[YOUR GOAL]:
Rewrite the stretch of the data from the line containing "the sea water" through the line containing "point(275, 173)", replacing "sea water" with "seawater" and leaving everything else unchanged. Return only those lines.

────

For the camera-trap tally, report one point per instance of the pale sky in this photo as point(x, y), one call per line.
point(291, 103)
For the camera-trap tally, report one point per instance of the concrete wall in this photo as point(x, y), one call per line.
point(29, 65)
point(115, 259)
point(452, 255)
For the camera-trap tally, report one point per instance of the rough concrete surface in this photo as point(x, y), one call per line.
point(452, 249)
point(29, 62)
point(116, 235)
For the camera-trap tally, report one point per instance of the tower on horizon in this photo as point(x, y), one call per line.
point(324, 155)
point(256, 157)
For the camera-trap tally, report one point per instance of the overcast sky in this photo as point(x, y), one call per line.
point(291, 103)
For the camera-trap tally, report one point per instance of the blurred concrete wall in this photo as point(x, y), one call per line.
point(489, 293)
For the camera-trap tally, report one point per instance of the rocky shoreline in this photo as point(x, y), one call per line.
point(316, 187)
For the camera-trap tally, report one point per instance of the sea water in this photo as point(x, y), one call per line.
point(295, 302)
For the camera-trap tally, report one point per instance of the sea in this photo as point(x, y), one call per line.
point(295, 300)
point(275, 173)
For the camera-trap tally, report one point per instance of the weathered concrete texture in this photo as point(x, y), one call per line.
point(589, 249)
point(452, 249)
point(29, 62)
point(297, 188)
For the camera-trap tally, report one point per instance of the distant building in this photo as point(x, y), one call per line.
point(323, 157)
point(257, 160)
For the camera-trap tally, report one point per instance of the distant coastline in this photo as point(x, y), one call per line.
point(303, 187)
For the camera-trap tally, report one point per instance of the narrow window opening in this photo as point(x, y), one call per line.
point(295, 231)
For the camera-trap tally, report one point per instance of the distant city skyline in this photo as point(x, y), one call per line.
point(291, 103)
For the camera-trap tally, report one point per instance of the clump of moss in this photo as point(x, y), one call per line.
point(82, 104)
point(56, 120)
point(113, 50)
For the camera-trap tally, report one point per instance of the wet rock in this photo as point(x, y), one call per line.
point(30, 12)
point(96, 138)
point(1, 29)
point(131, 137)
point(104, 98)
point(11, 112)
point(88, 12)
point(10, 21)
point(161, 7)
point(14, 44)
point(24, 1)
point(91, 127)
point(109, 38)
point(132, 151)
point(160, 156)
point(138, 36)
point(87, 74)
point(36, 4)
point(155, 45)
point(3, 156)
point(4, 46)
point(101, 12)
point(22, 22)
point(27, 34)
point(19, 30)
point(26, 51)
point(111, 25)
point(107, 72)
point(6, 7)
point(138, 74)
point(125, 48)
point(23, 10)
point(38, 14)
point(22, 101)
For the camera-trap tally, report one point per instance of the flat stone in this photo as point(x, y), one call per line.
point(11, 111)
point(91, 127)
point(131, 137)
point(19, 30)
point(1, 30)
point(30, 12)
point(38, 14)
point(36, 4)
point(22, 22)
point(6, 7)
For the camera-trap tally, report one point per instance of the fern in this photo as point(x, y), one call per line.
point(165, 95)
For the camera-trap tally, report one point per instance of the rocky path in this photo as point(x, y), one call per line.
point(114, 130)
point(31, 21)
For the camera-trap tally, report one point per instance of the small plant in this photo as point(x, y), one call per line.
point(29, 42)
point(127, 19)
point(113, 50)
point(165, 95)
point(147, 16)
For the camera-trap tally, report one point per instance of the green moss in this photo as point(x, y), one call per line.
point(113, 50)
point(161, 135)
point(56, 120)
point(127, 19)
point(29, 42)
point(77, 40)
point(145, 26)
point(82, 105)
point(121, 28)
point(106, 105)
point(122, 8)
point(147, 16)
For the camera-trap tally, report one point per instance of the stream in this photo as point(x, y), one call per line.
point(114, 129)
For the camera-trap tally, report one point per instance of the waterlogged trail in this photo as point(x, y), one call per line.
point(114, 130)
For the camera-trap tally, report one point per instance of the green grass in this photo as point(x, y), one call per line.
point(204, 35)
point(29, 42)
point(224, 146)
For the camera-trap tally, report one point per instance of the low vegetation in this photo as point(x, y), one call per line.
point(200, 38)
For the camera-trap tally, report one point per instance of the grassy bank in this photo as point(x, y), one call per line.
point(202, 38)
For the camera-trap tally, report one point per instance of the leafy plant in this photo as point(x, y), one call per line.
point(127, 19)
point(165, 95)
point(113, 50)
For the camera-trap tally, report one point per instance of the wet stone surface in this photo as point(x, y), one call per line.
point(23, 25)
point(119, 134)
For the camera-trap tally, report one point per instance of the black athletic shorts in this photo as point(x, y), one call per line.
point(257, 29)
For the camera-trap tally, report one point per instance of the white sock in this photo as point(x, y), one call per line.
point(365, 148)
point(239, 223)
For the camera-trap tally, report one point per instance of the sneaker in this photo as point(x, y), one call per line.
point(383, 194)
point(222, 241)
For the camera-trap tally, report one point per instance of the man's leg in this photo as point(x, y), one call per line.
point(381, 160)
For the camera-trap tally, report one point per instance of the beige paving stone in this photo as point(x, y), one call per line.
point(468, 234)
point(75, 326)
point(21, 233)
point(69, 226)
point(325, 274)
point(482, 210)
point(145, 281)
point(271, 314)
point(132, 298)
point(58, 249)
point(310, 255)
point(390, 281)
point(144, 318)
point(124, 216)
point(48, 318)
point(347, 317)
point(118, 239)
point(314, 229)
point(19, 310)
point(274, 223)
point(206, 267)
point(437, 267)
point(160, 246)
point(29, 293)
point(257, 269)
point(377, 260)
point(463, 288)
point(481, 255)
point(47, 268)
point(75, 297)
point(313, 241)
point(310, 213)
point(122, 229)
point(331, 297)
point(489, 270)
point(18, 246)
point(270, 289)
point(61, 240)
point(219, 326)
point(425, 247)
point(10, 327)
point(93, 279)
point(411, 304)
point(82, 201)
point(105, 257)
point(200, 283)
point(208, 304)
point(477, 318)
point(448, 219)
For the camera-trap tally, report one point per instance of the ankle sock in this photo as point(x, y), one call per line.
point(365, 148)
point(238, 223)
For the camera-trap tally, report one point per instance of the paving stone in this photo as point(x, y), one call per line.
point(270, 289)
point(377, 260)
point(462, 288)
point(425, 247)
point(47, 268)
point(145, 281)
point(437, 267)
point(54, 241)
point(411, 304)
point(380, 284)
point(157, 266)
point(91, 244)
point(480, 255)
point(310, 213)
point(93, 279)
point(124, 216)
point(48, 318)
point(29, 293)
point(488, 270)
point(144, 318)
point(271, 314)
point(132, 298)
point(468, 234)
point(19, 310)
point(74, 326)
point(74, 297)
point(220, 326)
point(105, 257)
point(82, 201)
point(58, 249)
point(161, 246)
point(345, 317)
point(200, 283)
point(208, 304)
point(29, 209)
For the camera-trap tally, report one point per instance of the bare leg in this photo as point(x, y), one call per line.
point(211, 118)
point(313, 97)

────

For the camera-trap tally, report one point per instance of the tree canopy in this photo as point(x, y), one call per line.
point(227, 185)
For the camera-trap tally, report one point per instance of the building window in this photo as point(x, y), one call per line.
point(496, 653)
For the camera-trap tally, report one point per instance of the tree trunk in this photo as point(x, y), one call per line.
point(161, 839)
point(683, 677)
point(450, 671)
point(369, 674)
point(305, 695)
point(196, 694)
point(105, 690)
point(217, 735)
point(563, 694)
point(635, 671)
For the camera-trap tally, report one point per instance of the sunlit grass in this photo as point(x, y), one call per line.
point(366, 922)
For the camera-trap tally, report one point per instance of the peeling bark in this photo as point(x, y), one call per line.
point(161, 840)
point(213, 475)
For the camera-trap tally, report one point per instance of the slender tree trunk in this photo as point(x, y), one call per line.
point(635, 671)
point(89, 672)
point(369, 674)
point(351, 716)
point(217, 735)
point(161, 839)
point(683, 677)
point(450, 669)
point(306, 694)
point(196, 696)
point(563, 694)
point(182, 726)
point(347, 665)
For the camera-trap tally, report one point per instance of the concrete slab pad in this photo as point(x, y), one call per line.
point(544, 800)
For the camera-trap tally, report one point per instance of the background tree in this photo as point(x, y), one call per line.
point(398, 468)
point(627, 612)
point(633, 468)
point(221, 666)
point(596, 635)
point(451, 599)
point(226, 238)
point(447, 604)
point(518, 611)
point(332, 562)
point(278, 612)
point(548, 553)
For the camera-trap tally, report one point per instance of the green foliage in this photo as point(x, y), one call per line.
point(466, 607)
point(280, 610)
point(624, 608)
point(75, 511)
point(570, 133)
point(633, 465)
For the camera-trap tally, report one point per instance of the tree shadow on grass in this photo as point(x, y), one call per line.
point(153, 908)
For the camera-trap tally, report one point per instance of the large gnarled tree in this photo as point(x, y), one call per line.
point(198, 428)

────

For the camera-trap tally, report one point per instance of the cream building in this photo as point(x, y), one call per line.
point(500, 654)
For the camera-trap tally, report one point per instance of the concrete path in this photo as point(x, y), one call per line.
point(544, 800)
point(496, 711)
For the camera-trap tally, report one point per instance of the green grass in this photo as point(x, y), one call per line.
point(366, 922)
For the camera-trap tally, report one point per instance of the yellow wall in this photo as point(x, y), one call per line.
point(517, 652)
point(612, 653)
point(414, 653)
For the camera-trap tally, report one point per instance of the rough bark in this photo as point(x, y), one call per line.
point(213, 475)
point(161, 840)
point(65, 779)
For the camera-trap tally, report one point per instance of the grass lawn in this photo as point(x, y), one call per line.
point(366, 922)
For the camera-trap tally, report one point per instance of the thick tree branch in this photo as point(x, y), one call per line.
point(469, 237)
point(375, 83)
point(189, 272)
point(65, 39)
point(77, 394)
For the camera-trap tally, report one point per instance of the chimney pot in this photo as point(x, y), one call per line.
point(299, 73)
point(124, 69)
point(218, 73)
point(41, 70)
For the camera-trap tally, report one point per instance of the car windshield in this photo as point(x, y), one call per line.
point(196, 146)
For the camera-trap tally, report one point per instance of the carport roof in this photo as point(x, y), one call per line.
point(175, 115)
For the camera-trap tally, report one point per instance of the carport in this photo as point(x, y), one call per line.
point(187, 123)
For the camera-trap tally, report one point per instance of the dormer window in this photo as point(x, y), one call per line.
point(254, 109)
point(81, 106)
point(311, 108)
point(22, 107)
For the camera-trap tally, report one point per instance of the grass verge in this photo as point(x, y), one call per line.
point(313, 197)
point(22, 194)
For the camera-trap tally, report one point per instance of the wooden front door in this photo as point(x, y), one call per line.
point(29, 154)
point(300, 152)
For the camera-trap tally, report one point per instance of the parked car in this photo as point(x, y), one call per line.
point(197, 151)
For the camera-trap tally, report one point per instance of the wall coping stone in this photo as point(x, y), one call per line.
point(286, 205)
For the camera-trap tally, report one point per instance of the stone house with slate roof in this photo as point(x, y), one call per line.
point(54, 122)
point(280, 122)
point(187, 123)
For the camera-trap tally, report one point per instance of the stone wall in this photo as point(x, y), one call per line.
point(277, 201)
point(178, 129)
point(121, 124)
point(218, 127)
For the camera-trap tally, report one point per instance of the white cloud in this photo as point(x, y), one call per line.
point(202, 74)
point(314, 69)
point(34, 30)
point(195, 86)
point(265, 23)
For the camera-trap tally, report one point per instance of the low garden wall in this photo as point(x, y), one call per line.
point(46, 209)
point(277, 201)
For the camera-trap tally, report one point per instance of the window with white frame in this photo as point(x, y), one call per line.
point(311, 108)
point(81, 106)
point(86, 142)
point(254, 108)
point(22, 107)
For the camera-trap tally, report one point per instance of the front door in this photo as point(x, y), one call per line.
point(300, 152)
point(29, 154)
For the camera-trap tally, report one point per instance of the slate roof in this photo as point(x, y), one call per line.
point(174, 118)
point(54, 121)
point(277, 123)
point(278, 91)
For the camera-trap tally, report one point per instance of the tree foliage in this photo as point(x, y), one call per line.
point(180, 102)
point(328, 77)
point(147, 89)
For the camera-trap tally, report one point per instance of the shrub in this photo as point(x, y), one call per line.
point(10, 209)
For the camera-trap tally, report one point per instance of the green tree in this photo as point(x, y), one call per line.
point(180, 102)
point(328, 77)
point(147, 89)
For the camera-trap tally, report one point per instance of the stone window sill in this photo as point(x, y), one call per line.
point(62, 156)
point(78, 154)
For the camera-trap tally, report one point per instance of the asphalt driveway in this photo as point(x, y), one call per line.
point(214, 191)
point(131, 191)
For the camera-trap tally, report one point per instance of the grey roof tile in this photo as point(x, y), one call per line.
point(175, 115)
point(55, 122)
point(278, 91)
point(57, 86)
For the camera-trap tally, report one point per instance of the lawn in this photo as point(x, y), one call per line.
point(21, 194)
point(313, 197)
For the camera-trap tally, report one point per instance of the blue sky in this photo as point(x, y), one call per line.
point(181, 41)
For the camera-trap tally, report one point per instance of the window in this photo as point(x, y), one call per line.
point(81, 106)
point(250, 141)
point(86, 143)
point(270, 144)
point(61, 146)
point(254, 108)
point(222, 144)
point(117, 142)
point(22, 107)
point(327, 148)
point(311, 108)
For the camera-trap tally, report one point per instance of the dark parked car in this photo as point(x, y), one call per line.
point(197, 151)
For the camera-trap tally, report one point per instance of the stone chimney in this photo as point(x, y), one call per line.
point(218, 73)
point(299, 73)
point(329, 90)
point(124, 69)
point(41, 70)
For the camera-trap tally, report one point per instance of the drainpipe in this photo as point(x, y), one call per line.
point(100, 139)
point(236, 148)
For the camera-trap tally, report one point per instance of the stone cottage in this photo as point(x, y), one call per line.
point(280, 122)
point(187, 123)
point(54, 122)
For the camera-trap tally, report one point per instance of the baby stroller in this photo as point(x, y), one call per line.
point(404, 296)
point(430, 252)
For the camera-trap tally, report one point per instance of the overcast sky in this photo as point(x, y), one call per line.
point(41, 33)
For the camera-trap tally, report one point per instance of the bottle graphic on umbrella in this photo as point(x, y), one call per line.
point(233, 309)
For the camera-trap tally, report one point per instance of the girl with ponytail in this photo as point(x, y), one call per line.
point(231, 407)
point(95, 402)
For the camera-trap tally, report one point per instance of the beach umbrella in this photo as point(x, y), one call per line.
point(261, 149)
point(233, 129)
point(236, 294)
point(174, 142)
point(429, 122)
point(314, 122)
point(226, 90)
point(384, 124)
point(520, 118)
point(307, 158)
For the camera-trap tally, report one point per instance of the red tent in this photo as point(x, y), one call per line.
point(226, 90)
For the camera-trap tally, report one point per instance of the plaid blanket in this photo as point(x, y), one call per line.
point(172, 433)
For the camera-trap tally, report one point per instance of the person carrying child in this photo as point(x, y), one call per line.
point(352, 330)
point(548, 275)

────

[WRITTEN ANSWER]:
For the camera-trap tally, report one point per instance of the seawater in this photo as point(x, y), one call per line.
point(295, 302)
For the camera-trap tally, report one point per instance of the sea in this photo as point(x, y), one call per line.
point(295, 300)
point(275, 173)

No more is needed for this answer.